Given data.
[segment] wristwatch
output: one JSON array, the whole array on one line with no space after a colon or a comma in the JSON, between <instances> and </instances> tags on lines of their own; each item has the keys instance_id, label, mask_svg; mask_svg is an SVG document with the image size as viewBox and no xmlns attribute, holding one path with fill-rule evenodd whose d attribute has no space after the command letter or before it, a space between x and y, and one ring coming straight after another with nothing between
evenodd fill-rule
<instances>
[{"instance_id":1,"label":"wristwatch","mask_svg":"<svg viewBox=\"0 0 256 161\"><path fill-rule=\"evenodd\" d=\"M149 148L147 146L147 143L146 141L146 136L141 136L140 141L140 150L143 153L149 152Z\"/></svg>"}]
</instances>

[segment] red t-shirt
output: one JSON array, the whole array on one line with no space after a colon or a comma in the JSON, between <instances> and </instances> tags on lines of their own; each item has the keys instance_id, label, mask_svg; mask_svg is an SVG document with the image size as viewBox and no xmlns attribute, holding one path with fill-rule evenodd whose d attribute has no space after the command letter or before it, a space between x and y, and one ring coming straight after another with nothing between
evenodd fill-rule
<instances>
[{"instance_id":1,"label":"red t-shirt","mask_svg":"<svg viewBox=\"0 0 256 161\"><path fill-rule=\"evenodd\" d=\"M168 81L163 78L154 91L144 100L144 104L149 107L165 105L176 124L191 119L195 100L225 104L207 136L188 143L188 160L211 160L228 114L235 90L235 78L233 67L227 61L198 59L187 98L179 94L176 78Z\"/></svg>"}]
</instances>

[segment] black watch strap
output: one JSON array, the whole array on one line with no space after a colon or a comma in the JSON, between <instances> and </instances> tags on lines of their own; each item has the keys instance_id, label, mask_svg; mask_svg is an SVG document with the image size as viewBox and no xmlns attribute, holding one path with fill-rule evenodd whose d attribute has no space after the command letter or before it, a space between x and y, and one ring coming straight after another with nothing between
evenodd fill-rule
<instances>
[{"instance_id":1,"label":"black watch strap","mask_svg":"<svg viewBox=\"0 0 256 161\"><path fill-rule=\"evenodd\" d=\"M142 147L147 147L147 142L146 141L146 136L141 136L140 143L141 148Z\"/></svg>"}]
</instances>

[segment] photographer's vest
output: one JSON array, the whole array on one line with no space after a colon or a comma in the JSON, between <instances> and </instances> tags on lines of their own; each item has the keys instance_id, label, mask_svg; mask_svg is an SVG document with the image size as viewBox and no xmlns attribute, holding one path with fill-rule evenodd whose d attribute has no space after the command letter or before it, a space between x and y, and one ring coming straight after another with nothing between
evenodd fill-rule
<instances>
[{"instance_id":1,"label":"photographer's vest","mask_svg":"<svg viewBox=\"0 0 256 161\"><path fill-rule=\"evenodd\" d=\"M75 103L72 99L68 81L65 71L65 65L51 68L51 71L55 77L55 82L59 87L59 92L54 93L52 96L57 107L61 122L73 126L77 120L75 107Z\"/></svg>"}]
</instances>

Exercise prompt. Write the material out exactly, with nothing left out.

The output.
[segment] wristwatch
output: one JSON array, the whole array on one line with no space after a colon or a comma in the JSON, between <instances> and </instances> tags on lines of their own; each item has the keys instance_id, label, mask_svg; mask_svg is an SVG document with the image size as viewBox and no xmlns attribute, holding one path with fill-rule evenodd whose d attribute has no space after the command letter or before it, a space between x and y, and one ring coming straight after another with nothing between
evenodd fill-rule
<instances>
[{"instance_id":1,"label":"wristwatch","mask_svg":"<svg viewBox=\"0 0 256 161\"><path fill-rule=\"evenodd\" d=\"M149 148L147 146L147 143L146 141L146 136L141 136L140 141L140 150L143 153L149 152Z\"/></svg>"}]
</instances>

[segment] red t-shirt
output: one JSON array, the whole array on one line with no space after a colon or a comma in the JSON, between <instances> and </instances> tags on lines of their own; each item has the keys instance_id, label, mask_svg; mask_svg is an SVG document with the image size as viewBox and no xmlns attribute, holding one path with fill-rule evenodd whose d attribute has no space after the command letter or before it, a space between x and y, and one ring coming straight after another with nothing between
evenodd fill-rule
<instances>
[{"instance_id":1,"label":"red t-shirt","mask_svg":"<svg viewBox=\"0 0 256 161\"><path fill-rule=\"evenodd\" d=\"M168 81L163 78L154 91L144 100L144 104L149 107L165 105L176 124L191 119L195 100L225 104L207 136L188 143L188 160L211 160L228 114L235 90L235 78L233 67L227 61L198 59L187 98L179 94L176 78Z\"/></svg>"}]
</instances>

[segment] black watch strap
output: one JSON array, the whole array on one line with no space after a colon or a comma in the JSON, between <instances> and </instances> tags on lines of their own; each item has the keys instance_id, label, mask_svg; mask_svg is an SVG document with the image size as viewBox and no xmlns attribute, holding one path with fill-rule evenodd whose d attribute has no space after the command letter or before it, a space between x and y, and one ring coming straight after another with nothing between
evenodd fill-rule
<instances>
[{"instance_id":1,"label":"black watch strap","mask_svg":"<svg viewBox=\"0 0 256 161\"><path fill-rule=\"evenodd\" d=\"M142 147L147 147L147 142L146 141L146 136L141 136L140 143L141 148Z\"/></svg>"}]
</instances>

[segment] photographer's vest
output: one JSON array, the whole array on one line with no space after a colon or a comma in the JSON, between <instances> and </instances> tags on lines of their own; each item has the keys instance_id, label, mask_svg; mask_svg is an SVG document with the image size as viewBox and no xmlns attribute, holding one path with fill-rule evenodd whose d attribute has no space after the command letter or before it, a space between x and y, and one ring coming straight after another with nothing between
evenodd fill-rule
<instances>
[{"instance_id":1,"label":"photographer's vest","mask_svg":"<svg viewBox=\"0 0 256 161\"><path fill-rule=\"evenodd\" d=\"M75 103L72 99L68 81L65 71L65 65L51 68L51 71L55 77L55 82L59 87L59 92L54 93L52 96L57 107L61 122L73 126L77 120L75 107Z\"/></svg>"}]
</instances>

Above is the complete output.